▶ [Exercise directions]: What you return must be the lines from the first one below through the one containing "leaf --coords pixels", exactly and with pictures excluded.

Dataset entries
---

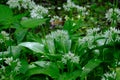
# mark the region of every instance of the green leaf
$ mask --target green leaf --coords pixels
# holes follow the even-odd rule
[[[76,80],[81,75],[81,70],[76,70],[71,73],[63,73],[59,76],[58,80]]]
[[[73,21],[69,19],[65,22],[63,29],[67,30],[68,32],[71,32],[72,28],[73,28]]]
[[[87,76],[90,71],[92,71],[94,68],[96,68],[102,61],[99,59],[92,59],[90,60],[83,68],[83,71],[81,73],[81,80],[84,80],[85,76]]]
[[[8,56],[8,55],[9,55],[8,51],[0,52],[0,58],[3,56]]]
[[[20,68],[20,72],[21,73],[26,73],[26,71],[28,70],[28,62],[25,59],[21,60],[21,68]]]
[[[12,23],[12,10],[5,5],[0,5],[0,25],[2,28],[8,28],[9,25]]]
[[[18,58],[20,56],[20,51],[21,51],[21,48],[19,46],[10,46],[8,47],[8,50],[7,50],[9,53],[11,51],[12,55],[15,57],[15,58]]]
[[[17,42],[21,42],[26,33],[27,33],[28,29],[22,29],[22,28],[18,28],[16,31],[15,31],[15,38],[17,39]]]
[[[19,46],[26,47],[36,53],[44,53],[44,45],[37,42],[23,42]]]
[[[42,25],[46,22],[46,19],[26,19],[21,21],[21,25],[25,28],[35,28],[38,25]]]
[[[0,5],[0,21],[8,19],[12,17],[12,15],[12,10],[8,6]]]
[[[34,64],[37,66],[33,66],[29,68],[29,70],[26,72],[27,77],[30,77],[35,74],[44,74],[52,78],[59,77],[59,69],[57,65],[55,65],[54,63],[47,61],[37,61],[34,62]]]
[[[116,68],[116,80],[120,80],[120,68]]]

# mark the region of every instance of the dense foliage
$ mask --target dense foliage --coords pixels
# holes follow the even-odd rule
[[[0,0],[0,80],[120,80],[119,0]]]

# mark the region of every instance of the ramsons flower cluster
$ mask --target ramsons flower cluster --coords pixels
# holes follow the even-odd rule
[[[109,22],[118,22],[120,23],[120,9],[110,8],[105,14],[105,18]]]
[[[81,12],[82,15],[88,15],[86,7],[76,5],[71,0],[67,0],[67,4],[64,4],[63,8],[65,11],[70,11],[71,9],[77,9],[77,11]]]
[[[9,0],[7,4],[10,6],[10,8],[18,8],[19,10],[21,8],[33,9],[33,7],[36,5],[34,1],[31,0]]]
[[[100,39],[102,38],[102,39]],[[95,42],[96,40],[96,42]],[[79,38],[78,43],[81,46],[94,48],[97,45],[112,44],[120,41],[120,30],[110,27],[105,32],[100,32],[100,28],[88,29],[85,37]]]
[[[71,63],[79,63],[79,56],[76,56],[74,53],[65,53],[62,57],[62,60],[61,60],[64,64],[67,64],[68,62],[71,62]]]
[[[32,0],[9,0],[7,4],[10,6],[10,8],[18,8],[19,10],[24,8],[30,10],[31,18],[40,19],[48,13],[48,9],[41,5],[35,4],[35,2]]]
[[[3,42],[5,42],[9,39],[10,39],[9,34],[5,31],[1,31],[1,33],[0,33],[0,43],[3,43]]]
[[[15,76],[15,74],[19,73],[21,67],[21,62],[19,59],[13,59],[13,57],[8,57],[0,58],[0,61],[4,61],[4,63],[8,65],[5,66],[3,64],[0,64],[0,80],[6,80],[7,78],[11,80],[12,77]],[[10,74],[6,74],[8,72],[8,69],[10,71]]]

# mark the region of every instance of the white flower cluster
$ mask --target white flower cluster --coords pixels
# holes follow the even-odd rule
[[[4,58],[5,63],[8,64],[9,66],[11,65],[15,65],[14,66],[14,71],[18,72],[20,67],[21,67],[21,62],[19,59],[13,59],[13,57],[9,57],[9,58]]]
[[[9,66],[14,67],[14,70],[12,70],[12,71],[14,71],[14,72],[18,72],[19,71],[19,69],[21,67],[21,62],[20,62],[19,59],[15,59],[14,60],[13,57],[8,57],[8,58],[2,58],[2,60],[4,60],[4,62],[6,64],[8,64]],[[6,68],[5,66],[1,65],[1,69],[2,70],[5,71],[5,68]]]
[[[100,31],[100,28],[87,29],[87,35],[94,35]]]
[[[74,4],[71,0],[67,0],[67,4],[63,5],[63,8],[66,11],[70,11],[71,9],[77,9],[78,12],[81,12],[82,15],[88,15],[88,12],[86,11],[86,7],[82,7],[79,5]]]
[[[10,39],[9,34],[5,31],[1,31],[0,36],[1,36],[0,37],[0,43],[3,43],[4,41],[7,41],[7,40]]]
[[[9,0],[7,4],[10,8],[21,8],[30,10],[31,18],[43,18],[47,13],[48,9],[44,8],[43,6],[36,5],[32,0]]]
[[[115,28],[110,28],[104,32],[103,37],[107,39],[107,43],[120,41],[120,30]]]
[[[105,73],[103,76],[102,76],[102,79],[101,80],[116,80],[116,72],[113,71],[111,73]]]
[[[63,55],[62,60],[61,60],[64,64],[67,64],[68,62],[71,63],[79,63],[79,56],[76,56],[75,54],[69,52],[66,53],[65,55]]]
[[[86,36],[78,39],[79,45],[88,48],[95,47],[95,45],[93,44],[95,39],[101,36],[100,34],[98,34],[98,31],[100,31],[100,28],[88,29]]]
[[[99,33],[98,33],[99,32]],[[100,32],[100,28],[88,29],[86,36],[79,38],[79,46],[94,48],[106,44],[120,42],[120,30],[110,27],[105,32]],[[97,43],[97,45],[96,45]]]
[[[9,0],[7,4],[10,8],[18,8],[19,10],[21,8],[32,9],[35,6],[34,1],[31,0]]]
[[[0,58],[0,61],[4,61],[8,66],[4,66],[3,64],[0,64],[0,80],[8,80],[9,78],[15,76],[15,73],[19,73],[21,62],[19,59],[13,59],[13,57],[8,58]],[[9,73],[8,72],[9,68]]]
[[[120,9],[118,8],[111,8],[107,11],[107,13],[105,14],[105,18],[107,19],[107,21],[109,22],[118,22],[120,23]]]
[[[57,31],[51,32],[49,35],[47,35],[46,39],[69,40],[69,35],[68,35],[67,31],[57,30]]]
[[[63,8],[66,11],[70,11],[72,8],[75,8],[75,7],[76,7],[76,5],[71,0],[67,0],[67,4],[63,5]]]
[[[79,46],[84,46],[88,48],[93,48],[95,45],[93,45],[93,42],[95,40],[94,36],[85,36],[83,38],[78,39]]]
[[[40,19],[43,18],[43,16],[48,13],[48,10],[43,6],[37,5],[30,12],[32,18]]]

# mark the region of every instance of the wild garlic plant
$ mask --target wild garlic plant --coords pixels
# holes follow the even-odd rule
[[[64,30],[57,30],[46,35],[43,44],[50,54],[67,53],[71,48],[68,32]]]
[[[103,36],[107,39],[106,43],[111,44],[120,41],[120,30],[115,28],[110,28],[103,33]]]
[[[70,51],[68,53],[65,53],[62,55],[61,62],[63,63],[64,66],[67,69],[68,72],[72,72],[75,69],[76,65],[79,65],[79,56],[76,55],[75,53],[71,53]]]
[[[13,57],[0,58],[0,80],[14,80],[20,73],[21,62]]]
[[[111,24],[120,23],[120,9],[119,8],[110,8],[106,14],[105,18]]]

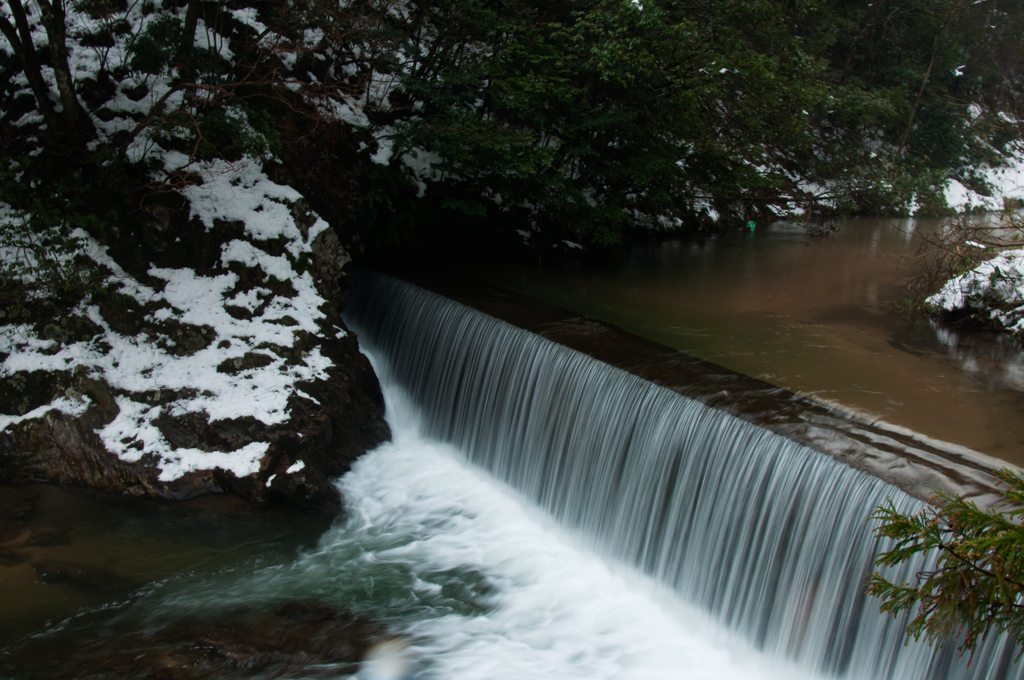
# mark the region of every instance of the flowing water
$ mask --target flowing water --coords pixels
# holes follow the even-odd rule
[[[771,658],[851,678],[1017,677],[1005,639],[968,667],[904,646],[905,622],[864,596],[884,548],[866,518],[886,498],[921,507],[894,487],[395,279],[364,276],[346,320],[424,434]]]
[[[424,680],[1024,675],[1004,638],[969,667],[905,647],[864,597],[865,518],[921,507],[880,480],[386,277],[346,320],[394,441],[340,480],[345,515],[42,499],[0,554],[0,677],[87,677],[33,650],[295,600],[406,637]]]
[[[54,618],[5,654],[86,637],[95,646],[126,630],[313,598],[408,636],[423,678],[805,677],[657,584],[594,557],[456,449],[417,434],[414,414],[403,418],[393,393],[395,441],[344,478],[348,516],[314,546],[193,565]],[[63,670],[67,659],[52,664]],[[37,663],[4,677],[63,677],[51,670]]]
[[[42,612],[27,602],[14,608],[7,621],[18,625],[0,637],[0,676],[88,677],[90,654],[126,631],[314,599],[407,637],[424,679],[818,677],[757,649],[657,579],[602,559],[586,535],[428,437],[432,426],[400,385],[385,377],[384,389],[394,441],[340,481],[347,512],[326,530],[315,518],[257,515],[230,499],[110,509],[92,494],[44,487],[56,498],[43,499],[25,531],[64,538],[19,549],[38,570],[59,545],[108,578],[18,584],[0,571],[7,597],[30,587],[38,601],[56,587],[64,598]],[[83,640],[76,667],[66,649]],[[49,653],[55,648],[62,654]],[[322,667],[295,675],[340,676]]]
[[[468,266],[820,402],[1024,466],[1024,352],[893,309],[937,220],[857,219],[827,238],[759,224],[637,246],[613,266]]]

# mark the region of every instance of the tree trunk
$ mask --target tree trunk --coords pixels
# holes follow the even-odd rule
[[[17,28],[12,26],[5,17],[0,16],[0,32],[7,38],[7,42],[14,49],[14,54],[21,61],[21,68],[25,71],[25,77],[36,98],[39,113],[46,121],[47,129],[50,132],[59,132],[61,121],[57,116],[57,111],[53,108],[53,102],[50,101],[50,87],[43,80],[43,72],[39,68],[39,60],[36,59],[35,46],[32,44],[32,30],[25,17],[25,8],[22,7],[21,0],[7,0],[7,5],[11,8],[11,16],[14,17]]]
[[[60,92],[60,101],[64,107],[61,117],[68,132],[79,141],[91,137],[95,133],[92,120],[82,108],[75,94],[75,82],[71,76],[71,67],[68,65],[67,26],[65,24],[64,0],[36,0],[39,5],[39,13],[42,17],[43,26],[46,28],[46,37],[50,42],[50,58],[53,62],[54,78],[57,81],[57,91]]]
[[[182,37],[185,47],[192,47],[196,41],[196,27],[199,25],[199,3],[200,0],[188,0],[188,9],[185,11],[185,35]]]

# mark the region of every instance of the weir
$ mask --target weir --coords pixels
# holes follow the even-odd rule
[[[1024,677],[1005,636],[968,665],[863,594],[866,518],[922,507],[882,480],[391,277],[359,274],[345,319],[423,434],[756,647],[842,678]]]

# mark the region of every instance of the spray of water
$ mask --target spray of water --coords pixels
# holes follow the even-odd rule
[[[906,621],[864,596],[884,548],[866,518],[920,507],[898,489],[395,279],[362,275],[346,321],[410,426],[748,646],[835,677],[1020,677],[1006,639],[967,666],[904,646]]]

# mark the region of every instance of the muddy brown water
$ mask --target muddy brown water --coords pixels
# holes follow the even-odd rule
[[[621,262],[462,265],[469,275],[595,317],[826,405],[1024,466],[1024,352],[995,333],[894,306],[934,220],[850,220],[808,238],[758,225],[636,247]]]

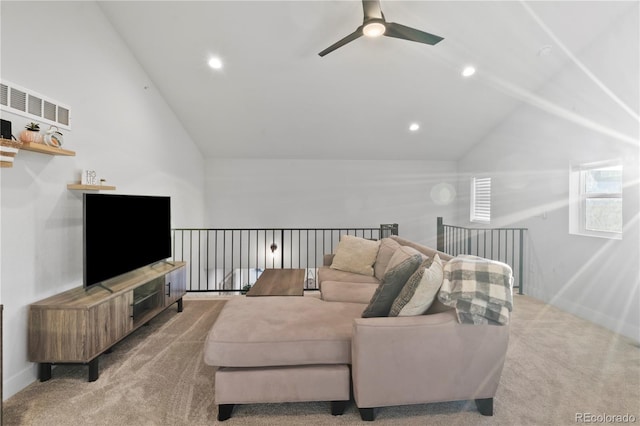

---

▶ [Written solution]:
# mark the region of every instance of the green leaf
$ mask --target green leaf --coords pixels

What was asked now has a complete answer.